### DOCUMENT SEGMENT
So when we can make AI products that are equally as smart but massively faster and cheaper, that could unlock a lot of new use cases that were previously just prohibitively slow and expensive.

3. Better utilization of LLMs is coming

The third implication is that vendors are going to get a lot better at figuring out how to use LLMs, even if they don't get that much smarter.

Below is an example of a launch title for the Xbox 360 - Perfect Dark Zero, which came out when the 360 was brand new and the graphics are…fine. Like, it's representative of that era of the console.

But what's fascinating is when you remember launch titles versus late in a console series titles. On the same exact foundation, there was no change to the console or hardware itself, but years later we see games like this.

This is Halo 4, and this looks like a whole different generation of console. Yet, this is on the same hardware as the prior game.

What happened over those years? Developers got way better at optimizing how they use this technology. Game engines found more and more clever approaches to get the most out of what they had.

### TO DO
In the passage about better use of LLMs, which game is given as a launch title for the Xbox 360? The items come from a separate source.

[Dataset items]
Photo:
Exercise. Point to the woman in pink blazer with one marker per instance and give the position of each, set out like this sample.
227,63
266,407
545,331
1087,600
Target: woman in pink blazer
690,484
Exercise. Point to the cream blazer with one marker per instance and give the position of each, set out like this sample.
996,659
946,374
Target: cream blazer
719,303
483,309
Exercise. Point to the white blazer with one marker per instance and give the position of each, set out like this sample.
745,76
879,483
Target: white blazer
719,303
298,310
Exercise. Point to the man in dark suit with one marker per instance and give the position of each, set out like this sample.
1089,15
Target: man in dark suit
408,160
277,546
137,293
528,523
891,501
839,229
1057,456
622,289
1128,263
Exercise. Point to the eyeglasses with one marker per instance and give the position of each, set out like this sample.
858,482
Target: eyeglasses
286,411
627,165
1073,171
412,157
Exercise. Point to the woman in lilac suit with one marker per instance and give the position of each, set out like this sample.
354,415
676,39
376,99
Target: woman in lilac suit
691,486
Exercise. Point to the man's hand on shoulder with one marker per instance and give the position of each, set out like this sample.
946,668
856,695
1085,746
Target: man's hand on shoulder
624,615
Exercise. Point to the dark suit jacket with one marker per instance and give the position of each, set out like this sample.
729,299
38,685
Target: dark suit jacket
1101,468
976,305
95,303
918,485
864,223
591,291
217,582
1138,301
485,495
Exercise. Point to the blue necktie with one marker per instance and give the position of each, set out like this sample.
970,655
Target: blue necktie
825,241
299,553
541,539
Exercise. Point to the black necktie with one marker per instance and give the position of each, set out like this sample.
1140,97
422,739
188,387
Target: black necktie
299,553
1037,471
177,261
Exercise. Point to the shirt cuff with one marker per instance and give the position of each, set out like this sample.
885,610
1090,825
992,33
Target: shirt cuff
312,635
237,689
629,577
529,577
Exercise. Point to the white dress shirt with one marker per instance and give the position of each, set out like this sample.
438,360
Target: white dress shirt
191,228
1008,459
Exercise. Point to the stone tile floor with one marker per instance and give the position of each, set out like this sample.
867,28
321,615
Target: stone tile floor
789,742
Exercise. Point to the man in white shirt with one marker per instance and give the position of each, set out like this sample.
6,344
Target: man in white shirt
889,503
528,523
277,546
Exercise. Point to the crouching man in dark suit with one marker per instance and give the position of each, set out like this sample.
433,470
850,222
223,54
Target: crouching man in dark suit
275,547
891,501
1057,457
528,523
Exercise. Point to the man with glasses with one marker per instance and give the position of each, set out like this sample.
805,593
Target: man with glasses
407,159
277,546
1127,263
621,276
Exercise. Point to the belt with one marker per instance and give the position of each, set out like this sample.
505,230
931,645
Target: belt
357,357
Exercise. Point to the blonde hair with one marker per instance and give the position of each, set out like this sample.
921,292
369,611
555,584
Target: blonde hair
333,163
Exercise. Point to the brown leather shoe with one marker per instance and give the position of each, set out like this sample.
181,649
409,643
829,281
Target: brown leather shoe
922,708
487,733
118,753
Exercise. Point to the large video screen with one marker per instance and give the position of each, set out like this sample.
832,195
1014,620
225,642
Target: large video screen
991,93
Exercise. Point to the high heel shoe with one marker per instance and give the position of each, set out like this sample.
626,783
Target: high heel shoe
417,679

### RESULT
Perfect Dark Zero